### HOW TO COMPLETE THIS TASK
All lines after the one containing "[mark] the corrugated", together with that line itself, should be written out exactly, down to the last line of the entries below.

Data extracted from a collection
══════

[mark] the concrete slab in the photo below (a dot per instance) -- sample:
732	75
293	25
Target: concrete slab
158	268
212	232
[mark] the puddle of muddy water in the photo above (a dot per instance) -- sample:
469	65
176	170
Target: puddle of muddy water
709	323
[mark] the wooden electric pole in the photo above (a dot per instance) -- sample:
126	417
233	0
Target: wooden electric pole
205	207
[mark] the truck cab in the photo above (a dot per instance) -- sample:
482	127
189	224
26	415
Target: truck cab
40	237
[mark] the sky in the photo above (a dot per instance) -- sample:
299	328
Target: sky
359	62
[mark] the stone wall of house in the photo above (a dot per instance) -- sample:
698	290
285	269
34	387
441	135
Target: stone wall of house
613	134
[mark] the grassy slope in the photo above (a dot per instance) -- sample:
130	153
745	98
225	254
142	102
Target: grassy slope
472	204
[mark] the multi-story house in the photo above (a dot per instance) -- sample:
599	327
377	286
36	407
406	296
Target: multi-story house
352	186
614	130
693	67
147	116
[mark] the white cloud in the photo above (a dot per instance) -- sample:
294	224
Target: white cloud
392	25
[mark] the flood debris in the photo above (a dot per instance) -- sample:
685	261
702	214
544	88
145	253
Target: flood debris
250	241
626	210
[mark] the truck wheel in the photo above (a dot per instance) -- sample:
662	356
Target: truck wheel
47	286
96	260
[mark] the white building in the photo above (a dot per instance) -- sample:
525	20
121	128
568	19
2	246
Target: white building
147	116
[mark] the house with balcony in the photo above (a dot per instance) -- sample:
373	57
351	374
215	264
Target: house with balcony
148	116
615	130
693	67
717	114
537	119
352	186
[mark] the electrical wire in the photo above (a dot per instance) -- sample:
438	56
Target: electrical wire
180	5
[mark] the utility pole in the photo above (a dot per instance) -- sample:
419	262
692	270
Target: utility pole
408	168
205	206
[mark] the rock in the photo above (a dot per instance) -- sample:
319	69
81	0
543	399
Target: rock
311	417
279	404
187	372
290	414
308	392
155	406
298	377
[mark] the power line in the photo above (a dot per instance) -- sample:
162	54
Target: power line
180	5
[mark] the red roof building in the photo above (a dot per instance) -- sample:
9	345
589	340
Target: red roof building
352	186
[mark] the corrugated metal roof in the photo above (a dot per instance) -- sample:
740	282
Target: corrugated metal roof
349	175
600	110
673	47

══════

### RESULT FOR THIS EXERCISE
[mark] the corrugated metal roof in the photo above (a dot per instance) -- sample:
740	282
Target: corrugated metal roof
349	175
600	110
673	47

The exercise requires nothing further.